- Excerpt:
■ ■ ■

= Focused Ultrasound Foundation =

U.S. nonprofit organization

The Focused Ultrasound Foundation (FUSF) is a 501(c)(3) non-profit organization based in Charlottesville, Virginia, United States, that promotes the use of image-guided focused ultrasound. The foundation is primarily funded through philanthropic donations.

== History ==
The Foundation was formed on the third of January in 2005, and received charity status in November of the same year. In October 2005 the Foundation hosted the 5th International Symposium on Therapeutic Ultrasound, at Harvard Medical School, which resulted in the largest-ever gathering of world experts in the use of ultrasound for the treatment of cancer and other disorders. Under the Foundation's charter it operates as an unincorporated association.

Formerly known as Foundation for Focused Ultrasound Research and Focused Ultrasound Surgery Foundation.

In December 2019, Physics for Medicine Paris was inaugurated as a Center of Excellence, focusing on the treatment of cardiovascular diseases and neurological disorders.

In September 2020, the Children’s National Hospital became the first pediatric hospital designated as a Center of Excellence, helping patients with specific types of childhood tumors.

May 2022 marked the ten-year anniversary of Sunnybrook Health Science Centre conducting brain surgery without scalpels. In 2016, they were the only Canadian site designated by The Focused Ultrasound Foundation.

== Activities ==
The Foundation compiles and reports on web-based news related to focused ultrasound in therapeutic and diagnostic medicine, organizes and assists with symposia, discussions, and meetings pertaining to diagnostic and therapeutic focused ultrasound as well as student-related research programs. There is a strong concentration in high intensity focused ultrasound (HIFU). The Association promotes collaborations between clinical and research groups via written and oral communication.

The Focused Ultrasound Foundation offers a fellowship program to high school and university students allowing them to work with the Foundation’s medical and research teams. They often partner up with the University of Virginia and Xavier University of Louisiana to help students begin their careers.

== Funding and media ==
The FUF has received attention in part because of The Tumor, a 2015 novella by legal thriller writer John Grisham about a future glioma patient who benefits from focused ultrasound treatment. Grisham is distributing the book at no cost to raise awareness about the therapy and the Foundation. Referencing the book and Foundation, Grisham states "This is the most important book I have ever written. I have found no other cause that can potentially save so many lives."

In 2018, Virginia’s former governor, Ralph Northam visited the FUF to discuss state funding toward the technology. The Foundation received $11 million in state funding under Northam’s predecessors. Northam pledged that he would continue the support and while also investing in education hoping to draw in more scientists.

The Focused Ultrasound Foundation has been recognized by National Geographic UK for funding research regarding the ultrasound treatment technique that has the protentional to transform the treatment of life-threatening diseases and difficult-to-cure conditions.

■ ■ ■

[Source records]
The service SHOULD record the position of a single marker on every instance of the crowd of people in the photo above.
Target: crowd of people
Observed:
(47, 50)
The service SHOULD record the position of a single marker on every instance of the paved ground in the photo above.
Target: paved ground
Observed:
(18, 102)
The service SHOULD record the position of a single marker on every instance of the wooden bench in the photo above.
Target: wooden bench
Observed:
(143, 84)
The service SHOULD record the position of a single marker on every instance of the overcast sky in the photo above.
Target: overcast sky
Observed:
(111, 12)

■ ■ ■

- Task requirements:
According to the article on the Focused Ultrasound Foundation, which hospital became the first pediatric hospital designated as a Center of Excellence?

- Answer to this problem:
Children's National Hospital